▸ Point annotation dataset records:
------------

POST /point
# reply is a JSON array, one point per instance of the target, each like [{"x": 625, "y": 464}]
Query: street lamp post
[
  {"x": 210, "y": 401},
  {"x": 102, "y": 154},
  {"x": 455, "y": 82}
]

------------

▸ Aim: Lay out each line of the data above as a numbered list, omitting any blank lines.

▸ Written solution:
1. POST /point
2. # reply is a JSON array, one point per instance of the target, each like [{"x": 625, "y": 464}]
3. Query: street lamp post
4. [
5.   {"x": 210, "y": 401},
6.   {"x": 102, "y": 154},
7.   {"x": 455, "y": 82}
8. ]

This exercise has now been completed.